** WHAT YOU SHOULD DO **
In the records below, the line that contains "Can you find the green" marks the start. Copy it and each line after it through the end, exactly, without pictures.
start
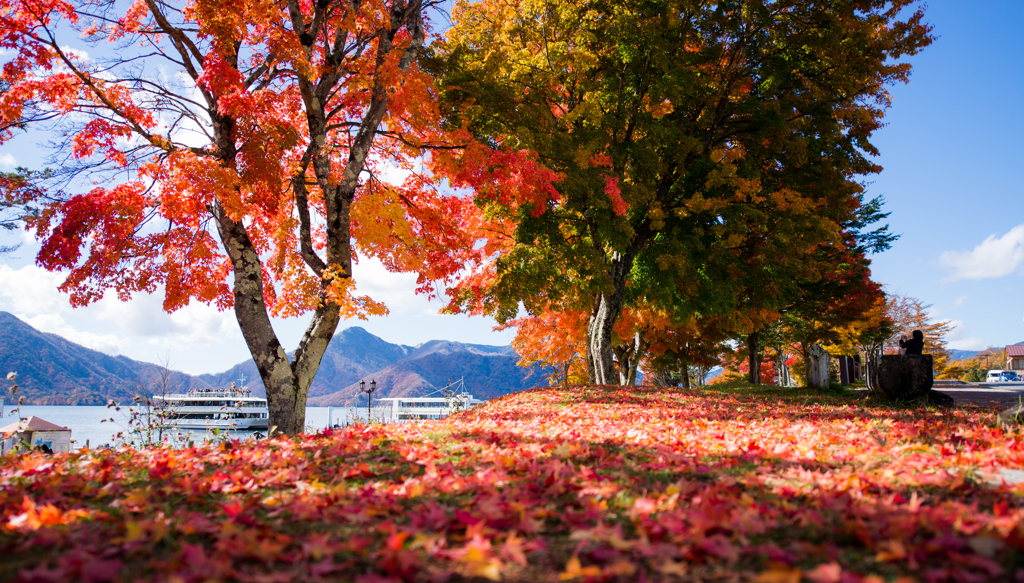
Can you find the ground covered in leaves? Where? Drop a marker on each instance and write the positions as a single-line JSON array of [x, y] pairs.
[[566, 484]]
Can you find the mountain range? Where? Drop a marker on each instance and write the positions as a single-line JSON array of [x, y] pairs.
[[52, 370]]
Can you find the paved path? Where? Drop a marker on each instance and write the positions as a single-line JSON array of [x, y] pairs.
[[1000, 394]]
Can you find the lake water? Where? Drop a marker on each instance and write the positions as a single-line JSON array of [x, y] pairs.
[[87, 423]]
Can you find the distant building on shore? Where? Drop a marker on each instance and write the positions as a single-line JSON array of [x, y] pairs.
[[1015, 358], [35, 432]]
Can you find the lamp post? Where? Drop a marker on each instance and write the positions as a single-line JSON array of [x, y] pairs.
[[370, 392]]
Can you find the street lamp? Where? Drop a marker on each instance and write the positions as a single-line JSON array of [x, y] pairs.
[[370, 392]]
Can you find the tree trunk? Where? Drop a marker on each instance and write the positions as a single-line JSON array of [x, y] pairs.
[[805, 350], [609, 307], [287, 383], [639, 347], [755, 358]]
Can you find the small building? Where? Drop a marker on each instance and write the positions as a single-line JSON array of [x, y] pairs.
[[1015, 358], [34, 432]]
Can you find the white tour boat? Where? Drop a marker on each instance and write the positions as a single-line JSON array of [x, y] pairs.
[[208, 409], [419, 408]]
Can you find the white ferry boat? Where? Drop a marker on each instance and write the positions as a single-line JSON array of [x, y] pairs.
[[208, 409], [419, 408]]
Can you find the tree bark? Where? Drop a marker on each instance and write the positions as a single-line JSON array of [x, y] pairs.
[[755, 358], [609, 307], [639, 347], [287, 383]]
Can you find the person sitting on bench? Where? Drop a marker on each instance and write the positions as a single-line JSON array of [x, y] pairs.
[[914, 345]]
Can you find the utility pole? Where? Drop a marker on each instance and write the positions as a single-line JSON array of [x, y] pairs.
[[370, 392]]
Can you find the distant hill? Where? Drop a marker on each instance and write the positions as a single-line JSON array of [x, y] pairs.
[[488, 372], [352, 354], [54, 371]]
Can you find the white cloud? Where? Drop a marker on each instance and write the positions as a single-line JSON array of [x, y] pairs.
[[958, 338], [54, 324], [397, 291], [972, 343], [994, 257], [31, 293]]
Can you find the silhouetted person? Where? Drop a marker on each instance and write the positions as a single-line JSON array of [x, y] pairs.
[[914, 345]]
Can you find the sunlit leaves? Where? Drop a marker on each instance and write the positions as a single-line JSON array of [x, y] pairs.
[[562, 484]]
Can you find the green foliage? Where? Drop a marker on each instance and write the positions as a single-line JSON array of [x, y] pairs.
[[709, 155]]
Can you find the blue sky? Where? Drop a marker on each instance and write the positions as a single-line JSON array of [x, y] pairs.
[[952, 157]]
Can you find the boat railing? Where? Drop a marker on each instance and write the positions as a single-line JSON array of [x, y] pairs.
[[215, 393]]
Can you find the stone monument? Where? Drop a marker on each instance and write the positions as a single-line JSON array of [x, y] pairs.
[[903, 377]]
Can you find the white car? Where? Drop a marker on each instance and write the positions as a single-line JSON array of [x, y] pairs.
[[1001, 376]]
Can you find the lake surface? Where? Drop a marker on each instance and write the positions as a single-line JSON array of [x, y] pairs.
[[98, 425]]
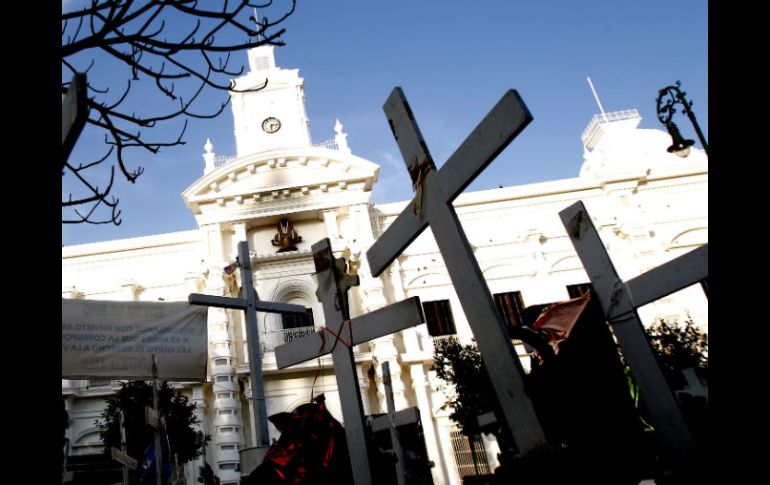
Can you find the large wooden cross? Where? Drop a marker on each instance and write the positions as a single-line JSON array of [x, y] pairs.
[[619, 301], [338, 338], [250, 305], [435, 191], [74, 113]]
end
** ANSWER TO THIS PROBLEM **
Can you find the green foliage? Where? Drop a marker on each instance and write the positions as a single-line JSON array of [x, y] pairs.
[[709, 155]]
Can you find the blue sky? Where? Drop a marker on each instance and write the positions as a single-line JSON array of [x, y] pairs.
[[952, 157]]
Can you find the boat railing? Where? Drop a marker on each instance and write the positions as a single-line JSON array of [x, y] pairs.
[[215, 393]]
Can you find the stone monument? Where? Drop a marker on each instance and write the positions as a single-line JSON array of [x, y] pairs.
[[903, 377]]
Can you find the white car? Where? Drop a marker on each instance and write the positions as a single-line JSON array of [x, y] pairs.
[[1001, 376]]
Can you find the lake surface? Where? Drop a marker on each instance and write the positions as a single-line JSON array of [x, y] pairs.
[[98, 425]]
Can you find the large wooden cross? Where? Drop a marker on each instance and write the positions as a single-line JSON array of [x, y] pairs.
[[619, 301], [338, 338], [250, 305], [435, 191], [74, 113]]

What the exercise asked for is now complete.